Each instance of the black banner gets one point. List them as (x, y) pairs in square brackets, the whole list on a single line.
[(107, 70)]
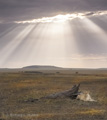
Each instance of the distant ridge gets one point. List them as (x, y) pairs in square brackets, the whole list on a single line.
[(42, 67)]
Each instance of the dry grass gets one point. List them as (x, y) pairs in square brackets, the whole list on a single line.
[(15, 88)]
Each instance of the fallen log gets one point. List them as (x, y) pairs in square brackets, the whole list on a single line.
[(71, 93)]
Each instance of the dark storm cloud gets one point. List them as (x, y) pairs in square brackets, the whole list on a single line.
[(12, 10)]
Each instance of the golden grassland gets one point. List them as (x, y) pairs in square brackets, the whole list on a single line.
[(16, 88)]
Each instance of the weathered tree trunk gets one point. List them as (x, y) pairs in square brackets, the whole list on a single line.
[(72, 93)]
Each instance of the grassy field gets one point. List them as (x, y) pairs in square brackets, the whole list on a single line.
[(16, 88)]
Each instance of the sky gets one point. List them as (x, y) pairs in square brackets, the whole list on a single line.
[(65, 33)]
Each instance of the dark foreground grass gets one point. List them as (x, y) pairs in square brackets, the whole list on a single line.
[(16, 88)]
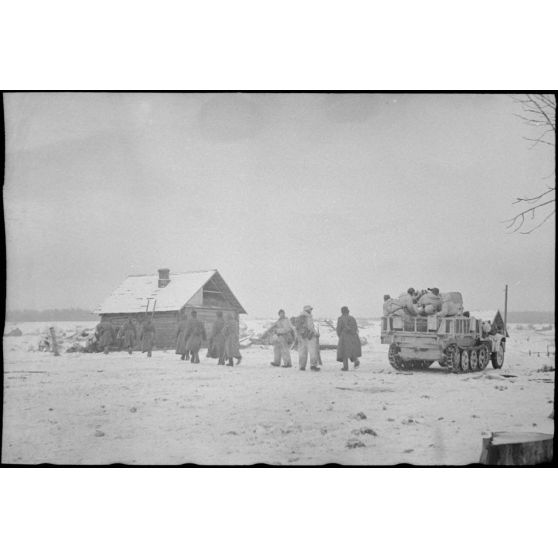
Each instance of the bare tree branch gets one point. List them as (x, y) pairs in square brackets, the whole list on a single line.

────────────────────

- [What you need to do]:
Revise all of the lines above so that "single line" becomes "one line", with everything else left unchanged. Omit the pictures.

- [Solution below]:
Each instance of the black banner gets one point. List them as (x, y) pairs in square brackets, the whole list on a one line.
[(107, 70)]
Each instance of the distant ridge gets one point. List them as (x, y) pairs in square brackets, the whole list on a one line.
[(42, 67)]
Each instance of the dry grass gets one point. List them as (x, y) pairs in square brackets, the whole list on a one line.
[(15, 88)]
Each instance of the fallen log gets one point. List them as (x, y) pairs in square brackets, the whole list on a one line.
[(71, 93)]
Each instance of the dark storm cloud gets one point. List them as (x, y) pairs in square brackets, the whole list on a one line.
[(12, 10)]
Each instance of the golden grassland gets one point. List them as (x, y) pairs in square brackets, the whole list on a one line.
[(16, 88)]
Each instance of the weathered tree trunk gets one point. List them as (x, y) pairs in square brackets, the whole list on a one line.
[(72, 93)]
Each instance of the grassy field gets one point. List them as (x, y) pairs in square brackets, the whole list on a one line.
[(16, 88)]
Each instance of the sky gets one point. List them as (x, y) pairs in square brackets, the whole list on a one line.
[(65, 33)]
Each instance of the dark foreground grass gets one point. List them as (x, y) pairs in square brackets, the whole list on a one line.
[(16, 88)]
Each instance of the bare tree branch gets one point. List them as (x, y) pairs in square brackets, the whole list on a one line.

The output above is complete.